Set out all of the material below as a Markdown table with two columns, No. and Text. Give each line its own row with its number, and leave out blank lines.

SUPPLIED RECORDS

>>>

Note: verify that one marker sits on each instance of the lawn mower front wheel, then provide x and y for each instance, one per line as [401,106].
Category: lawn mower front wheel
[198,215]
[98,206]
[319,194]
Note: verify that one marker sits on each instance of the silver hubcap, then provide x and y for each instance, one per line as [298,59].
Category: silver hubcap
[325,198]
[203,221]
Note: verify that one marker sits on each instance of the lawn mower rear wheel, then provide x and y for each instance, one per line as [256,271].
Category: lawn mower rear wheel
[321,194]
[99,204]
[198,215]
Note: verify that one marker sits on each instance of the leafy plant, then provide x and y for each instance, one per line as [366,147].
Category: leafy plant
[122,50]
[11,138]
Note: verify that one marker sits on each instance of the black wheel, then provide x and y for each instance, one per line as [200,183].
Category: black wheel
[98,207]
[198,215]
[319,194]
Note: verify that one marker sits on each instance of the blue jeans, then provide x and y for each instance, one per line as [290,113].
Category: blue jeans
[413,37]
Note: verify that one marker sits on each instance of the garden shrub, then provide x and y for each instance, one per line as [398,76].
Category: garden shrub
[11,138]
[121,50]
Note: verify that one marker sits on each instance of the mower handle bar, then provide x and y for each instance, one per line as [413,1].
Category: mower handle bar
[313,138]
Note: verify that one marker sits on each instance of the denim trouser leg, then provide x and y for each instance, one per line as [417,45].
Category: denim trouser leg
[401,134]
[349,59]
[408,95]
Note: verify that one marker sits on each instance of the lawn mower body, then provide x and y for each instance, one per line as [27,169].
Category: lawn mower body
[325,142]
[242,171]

<<<

RESULT OF THIS TASK
| No. | Text |
|---|---|
| 1 | Note: verify that one marker sits on each instance of the lawn mower front wheel, then provide x and y for each instance, one per line as [401,106]. |
| 2 | Category: lawn mower front wheel |
| 3 | [198,215] |
| 4 | [98,206] |
| 5 | [319,194] |
| 6 | Note: verify that one marker sits on each instance of the silver hubcap, then provide x and y for each instance, one per line as [298,59]. |
| 7 | Category: silver hubcap |
| 8 | [325,198] |
| 9 | [203,221] |
| 10 | Note: verify that one marker sits on each instance of the lawn mower rear wheel, then provide x and y for each instance, one per line as [256,271]. |
| 11 | Category: lawn mower rear wheel |
| 12 | [321,194] |
| 13 | [99,204] |
| 14 | [198,215] |
| 15 | Note: verify that one marker sits on each instance of the leafy plant, then provide x and y for each instance, one per line as [366,147]. |
| 16 | Category: leafy plant |
| 17 | [122,50] |
| 18 | [11,138] |
| 19 | Note: verify that one marker sits on each instance of the black wheel, then provide x and y for each instance, one per line as [200,183]. |
| 20 | Category: black wheel |
| 21 | [98,207] |
| 22 | [198,215] |
| 23 | [319,194] |
| 24 | Note: verify that one marker sits on each instance of the blue jeans, then provide x and y for each instance, one per line as [290,113]. |
| 25 | Category: blue jeans |
| 26 | [413,37] |
| 27 | Note: verify that one marker sits on each instance of the garden shrub, then provide x and y for each instance, one per line as [398,76]. |
| 28 | Category: garden shrub |
| 29 | [11,138] |
| 30 | [121,50] |
| 31 | Note: verify that one marker sits on each instance of the mower handle bar, then provide x and y for each instance, one per line as [413,1]. |
| 32 | Category: mower handle bar |
| 33 | [313,138] |
| 34 | Note: verify that one marker sits on each instance of the denim trouser leg, then provide x and y for each instance, one per line as [417,45]. |
| 35 | Category: denim trouser leg |
| 36 | [401,134] |
| 37 | [349,59] |
| 38 | [408,95] |
| 39 | Note: verify that one marker sits on each instance of the lawn mower body, then provide x and y for each instance, one per line as [27,169]. |
| 40 | Category: lawn mower body |
| 41 | [325,142] |
| 42 | [242,171] |